◆ ARTICLE ◆

• • • • •

Does that change the fact that some things, which conservatives happen to be opposed to, are thus not wrong.. no.

What is going on here is a common defence, devoid of logical merit. When someone disagrees with your view.. you point out problems with that person or their other views. The fact that I'm not perfect, and some of my other views may be incomplete or incorrect, doesn't make you right.
As my brother likes to call it, the big man small man argument.. if you call me a small man.. even if your right.. it doesn't make you a big man.

If I had a divorced bishop (and especially a remarried bishop) I would probably seek pastoral care from another bishop, and I would not be upset with anyone else who did so. The reasong being, the same thing I have pointed out before. There is no obligation to remain under a false bishop. In fact ther is an obligation NOT to remain under a false bishop.
The fact is that there is no active crusade within the church to force everyone to accept divorced bishops, or to agree that they would accept divorced bishops if one were appointed over them.

• • • • •

◆ GIVEN INFORMATION ◆
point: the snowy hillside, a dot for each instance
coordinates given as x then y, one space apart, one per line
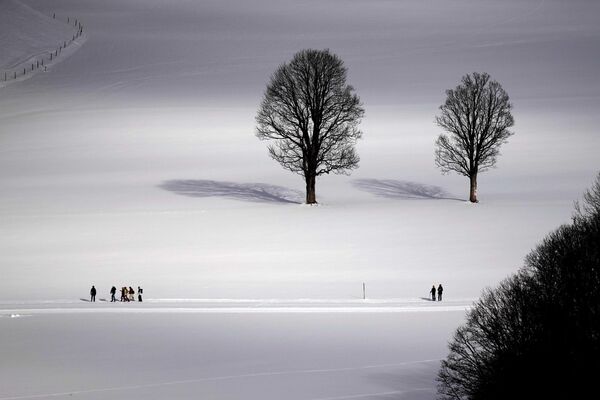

• • • • •

◆ PROBLEM ◆
Carry on the passage about divorced bishops, starting right after its final sentence. The data plays no part in what follows.

◆ SOLVED EXERCISE ◆
The point was raised earlier that God calls bishops and priests, not us based on how ideal they are etc etc. This is very true. However, God does not call people who violate his stated standards and requirements. This is not a statement that a sinner can't be a priest or bishop.. but God layed out statements in scripture that outline special requirements for such positions, indicating that they are required to meet standards higher than other people.

The idea of "homophobia" is a misnomer. There are people who hate gay people, just as there are people who hate virtually every other demographic of people around... Stupid pop pyschology and psychobabble can't except the fact that people are often times just hateful, and thus has to explain it that "they are really afraid, and so they react in anger against what they fear", thus the term homophobia was coined.

I'll be honest, I don't like homosexuality at all, but at the same time I've worked with gay people (and transgender too), been friends with gay people, I even was room mates with a gay guy, and I've never had any difficulty seeing or treating them like any other person.
I also don't like divorce and remarriage, yet i have family and even some of my best friends who are divorced and remarried... one of my friends married a divorced woman after discussing the issue with me and I felt his justification was entirely wrong.. possibly the worst you could come up with.. but that doesn't mean I dislike him.
I don't like theft.. but I've been friends with alot of theives.. I can't stand wiccanism and neo-paganism, but I worked with a wiccan for two years, was good friends with her and had many civil conversations on religion.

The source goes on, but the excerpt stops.